— begin RECORDS PROVIDED —

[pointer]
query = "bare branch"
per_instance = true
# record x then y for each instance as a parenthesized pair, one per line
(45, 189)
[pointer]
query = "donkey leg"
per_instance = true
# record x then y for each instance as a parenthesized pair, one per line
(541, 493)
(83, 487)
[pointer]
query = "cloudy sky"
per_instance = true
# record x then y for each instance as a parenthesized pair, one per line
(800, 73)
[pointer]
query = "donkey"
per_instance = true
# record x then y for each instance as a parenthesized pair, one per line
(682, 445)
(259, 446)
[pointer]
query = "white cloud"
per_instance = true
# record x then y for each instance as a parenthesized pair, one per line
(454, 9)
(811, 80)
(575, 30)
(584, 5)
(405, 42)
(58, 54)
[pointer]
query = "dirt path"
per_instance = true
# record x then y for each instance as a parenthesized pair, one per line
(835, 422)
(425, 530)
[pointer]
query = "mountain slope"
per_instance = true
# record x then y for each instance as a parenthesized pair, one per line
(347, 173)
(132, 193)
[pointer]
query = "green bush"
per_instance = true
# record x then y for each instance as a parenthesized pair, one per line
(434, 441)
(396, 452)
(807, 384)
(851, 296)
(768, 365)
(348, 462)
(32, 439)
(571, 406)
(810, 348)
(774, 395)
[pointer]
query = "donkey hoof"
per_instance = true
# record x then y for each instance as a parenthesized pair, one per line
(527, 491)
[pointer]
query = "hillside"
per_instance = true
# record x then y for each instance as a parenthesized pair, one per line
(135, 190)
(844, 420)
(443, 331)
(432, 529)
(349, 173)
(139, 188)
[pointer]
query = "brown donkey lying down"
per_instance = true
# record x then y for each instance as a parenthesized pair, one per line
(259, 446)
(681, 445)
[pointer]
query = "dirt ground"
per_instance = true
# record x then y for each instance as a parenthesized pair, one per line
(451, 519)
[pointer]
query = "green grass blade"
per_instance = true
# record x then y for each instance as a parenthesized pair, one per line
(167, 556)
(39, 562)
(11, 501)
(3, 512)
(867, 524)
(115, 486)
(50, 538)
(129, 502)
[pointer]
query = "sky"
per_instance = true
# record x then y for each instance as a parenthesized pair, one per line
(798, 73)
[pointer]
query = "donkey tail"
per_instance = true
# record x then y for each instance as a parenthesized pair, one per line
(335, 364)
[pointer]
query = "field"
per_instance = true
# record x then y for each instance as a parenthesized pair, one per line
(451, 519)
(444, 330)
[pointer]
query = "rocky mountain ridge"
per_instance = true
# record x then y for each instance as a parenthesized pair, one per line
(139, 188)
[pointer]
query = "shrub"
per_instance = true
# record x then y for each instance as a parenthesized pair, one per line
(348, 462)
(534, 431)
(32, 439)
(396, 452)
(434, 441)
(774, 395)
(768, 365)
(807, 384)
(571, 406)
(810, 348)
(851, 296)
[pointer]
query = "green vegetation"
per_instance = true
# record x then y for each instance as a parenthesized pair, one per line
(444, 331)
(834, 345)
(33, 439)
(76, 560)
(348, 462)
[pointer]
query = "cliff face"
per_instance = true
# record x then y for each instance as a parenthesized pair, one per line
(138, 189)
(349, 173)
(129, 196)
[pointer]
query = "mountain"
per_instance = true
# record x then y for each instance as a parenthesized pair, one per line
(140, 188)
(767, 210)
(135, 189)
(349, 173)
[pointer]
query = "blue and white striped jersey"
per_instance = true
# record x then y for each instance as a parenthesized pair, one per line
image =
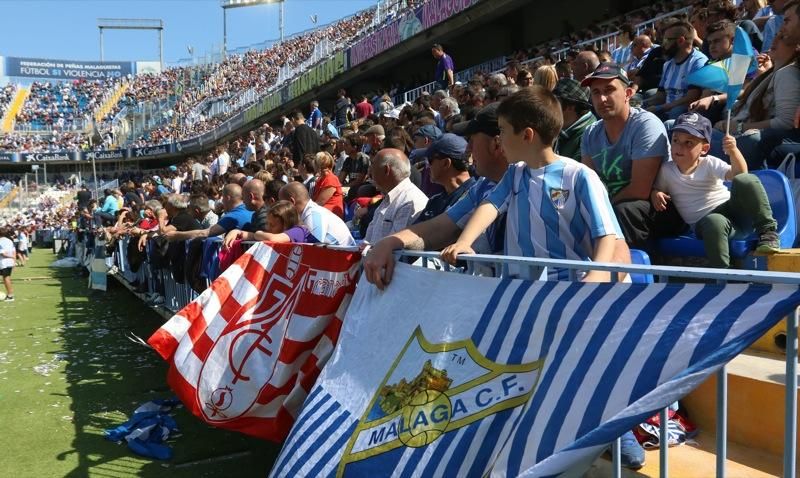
(673, 79)
(556, 211)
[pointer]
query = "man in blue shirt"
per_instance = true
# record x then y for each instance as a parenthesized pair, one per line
(236, 217)
(626, 149)
(444, 68)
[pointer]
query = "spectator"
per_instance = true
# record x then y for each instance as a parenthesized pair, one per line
(626, 148)
(675, 94)
(327, 191)
(585, 63)
(546, 77)
(766, 108)
(402, 201)
(774, 23)
(8, 255)
(315, 116)
(529, 122)
(448, 168)
(576, 112)
(325, 226)
(693, 182)
(253, 199)
(363, 108)
(236, 217)
(622, 54)
(524, 77)
(445, 69)
(304, 139)
(342, 108)
(283, 226)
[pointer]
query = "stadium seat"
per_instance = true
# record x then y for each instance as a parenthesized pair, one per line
(782, 203)
(641, 258)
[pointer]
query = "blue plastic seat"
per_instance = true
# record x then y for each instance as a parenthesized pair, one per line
(742, 244)
(641, 258)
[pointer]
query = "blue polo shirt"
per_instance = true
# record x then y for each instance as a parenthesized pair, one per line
(237, 218)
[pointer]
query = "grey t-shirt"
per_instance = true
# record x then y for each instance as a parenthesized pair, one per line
(644, 136)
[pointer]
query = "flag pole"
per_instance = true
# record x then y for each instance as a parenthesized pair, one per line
(728, 124)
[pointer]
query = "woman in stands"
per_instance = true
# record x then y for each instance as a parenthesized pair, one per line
(764, 112)
(283, 224)
(328, 190)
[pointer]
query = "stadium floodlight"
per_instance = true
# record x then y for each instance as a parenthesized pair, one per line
(226, 4)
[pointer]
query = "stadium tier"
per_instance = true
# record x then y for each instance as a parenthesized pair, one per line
(199, 106)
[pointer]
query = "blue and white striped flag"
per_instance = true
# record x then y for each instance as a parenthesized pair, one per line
(450, 375)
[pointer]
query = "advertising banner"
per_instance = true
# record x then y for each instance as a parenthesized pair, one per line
(57, 156)
(405, 26)
(104, 155)
(187, 146)
(66, 69)
(9, 157)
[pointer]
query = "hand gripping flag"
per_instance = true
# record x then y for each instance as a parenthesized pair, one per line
(454, 375)
(247, 351)
(727, 76)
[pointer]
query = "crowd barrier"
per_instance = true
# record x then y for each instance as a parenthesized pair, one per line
(177, 295)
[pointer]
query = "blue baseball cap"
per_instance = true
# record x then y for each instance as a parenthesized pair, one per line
(448, 145)
(429, 131)
(694, 124)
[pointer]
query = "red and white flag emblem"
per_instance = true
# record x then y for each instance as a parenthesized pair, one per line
(245, 354)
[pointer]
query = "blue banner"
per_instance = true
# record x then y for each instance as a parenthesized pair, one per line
(9, 157)
(137, 153)
(66, 69)
(187, 146)
(104, 155)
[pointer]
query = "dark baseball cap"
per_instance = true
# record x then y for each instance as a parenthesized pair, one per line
(607, 71)
(448, 145)
(484, 122)
(694, 124)
(429, 131)
(570, 90)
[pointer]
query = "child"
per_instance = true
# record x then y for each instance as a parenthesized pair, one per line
(693, 181)
(283, 225)
(8, 254)
(557, 207)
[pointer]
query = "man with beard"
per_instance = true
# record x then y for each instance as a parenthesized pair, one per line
(674, 94)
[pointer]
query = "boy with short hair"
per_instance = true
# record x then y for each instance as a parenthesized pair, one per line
(557, 207)
(692, 180)
(8, 255)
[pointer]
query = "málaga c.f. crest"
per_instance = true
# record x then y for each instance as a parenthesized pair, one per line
(433, 389)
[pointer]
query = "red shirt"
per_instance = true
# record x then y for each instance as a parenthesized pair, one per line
(335, 203)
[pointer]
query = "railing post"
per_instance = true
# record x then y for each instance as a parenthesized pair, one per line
(790, 416)
(616, 458)
(663, 443)
(722, 420)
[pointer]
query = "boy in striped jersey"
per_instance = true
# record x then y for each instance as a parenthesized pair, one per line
(556, 207)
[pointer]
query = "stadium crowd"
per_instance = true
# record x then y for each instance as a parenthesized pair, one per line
(608, 150)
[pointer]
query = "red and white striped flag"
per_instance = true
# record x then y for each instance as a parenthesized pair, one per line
(245, 354)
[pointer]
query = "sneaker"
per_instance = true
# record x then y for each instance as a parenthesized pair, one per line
(631, 452)
(768, 242)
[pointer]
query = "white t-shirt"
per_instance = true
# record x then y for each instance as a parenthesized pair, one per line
(695, 195)
(7, 247)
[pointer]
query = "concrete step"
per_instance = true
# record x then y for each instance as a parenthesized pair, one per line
(698, 460)
(756, 397)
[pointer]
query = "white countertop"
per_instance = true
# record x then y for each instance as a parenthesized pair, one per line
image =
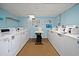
(76, 36)
(9, 34)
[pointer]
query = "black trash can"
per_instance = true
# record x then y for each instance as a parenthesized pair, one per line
(38, 37)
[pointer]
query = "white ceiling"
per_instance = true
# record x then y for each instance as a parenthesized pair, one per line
(37, 9)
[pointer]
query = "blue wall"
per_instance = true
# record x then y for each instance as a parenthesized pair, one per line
(71, 16)
(43, 21)
(7, 22)
(23, 21)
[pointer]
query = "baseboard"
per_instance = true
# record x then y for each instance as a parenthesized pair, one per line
(35, 38)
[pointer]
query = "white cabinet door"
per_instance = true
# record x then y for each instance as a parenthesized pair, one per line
(15, 45)
(4, 50)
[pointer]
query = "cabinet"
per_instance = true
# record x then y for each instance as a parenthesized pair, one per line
(5, 46)
(65, 45)
(12, 44)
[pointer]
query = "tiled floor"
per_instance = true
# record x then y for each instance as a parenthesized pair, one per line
(32, 49)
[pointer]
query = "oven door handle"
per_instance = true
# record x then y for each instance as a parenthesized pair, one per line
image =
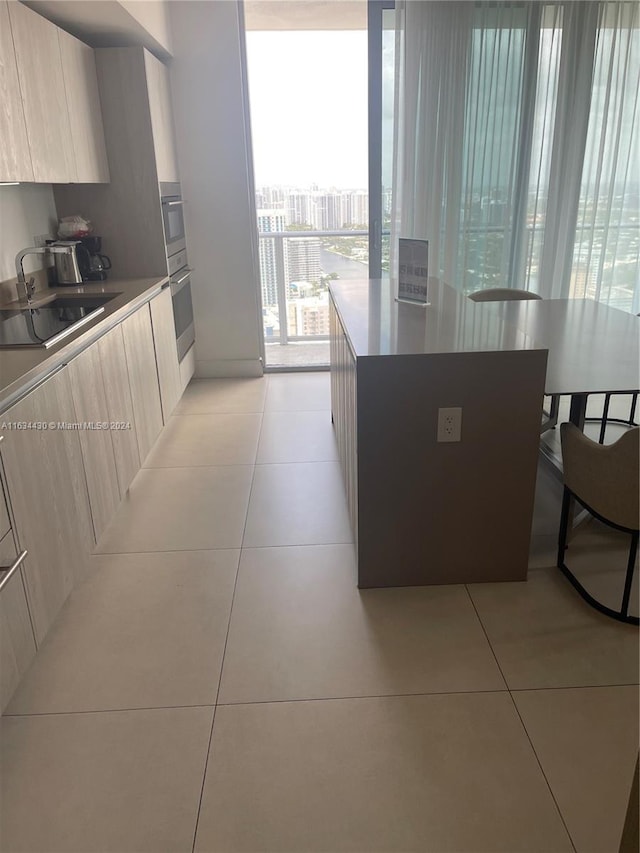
(178, 281)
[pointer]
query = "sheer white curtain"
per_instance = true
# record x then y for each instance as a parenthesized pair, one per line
(517, 149)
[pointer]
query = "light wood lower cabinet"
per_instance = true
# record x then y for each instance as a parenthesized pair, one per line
(115, 375)
(143, 378)
(48, 493)
(64, 485)
(164, 336)
(92, 414)
(17, 643)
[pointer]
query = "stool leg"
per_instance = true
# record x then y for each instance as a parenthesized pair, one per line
(629, 579)
(564, 524)
(605, 415)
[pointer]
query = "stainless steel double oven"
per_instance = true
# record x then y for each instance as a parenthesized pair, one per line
(179, 269)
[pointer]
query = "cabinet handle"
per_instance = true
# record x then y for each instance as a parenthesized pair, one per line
(5, 574)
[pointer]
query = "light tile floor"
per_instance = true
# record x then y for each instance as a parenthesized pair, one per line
(220, 684)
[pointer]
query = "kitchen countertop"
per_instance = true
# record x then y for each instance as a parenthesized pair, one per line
(22, 368)
(376, 324)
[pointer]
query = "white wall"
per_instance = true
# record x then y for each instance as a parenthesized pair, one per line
(153, 15)
(214, 156)
(26, 211)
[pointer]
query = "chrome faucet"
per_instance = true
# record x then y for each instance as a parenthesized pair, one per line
(28, 287)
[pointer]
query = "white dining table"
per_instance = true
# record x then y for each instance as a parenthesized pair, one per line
(593, 348)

— end RECORDS PROVIDED —

- WHAT NEEDS TO BE DONE: Find each line in the rows above that contains the word "seat" and copy it out.

- EXERCISE RESULT:
query = "stadium seat"
query = "blue plastic seat"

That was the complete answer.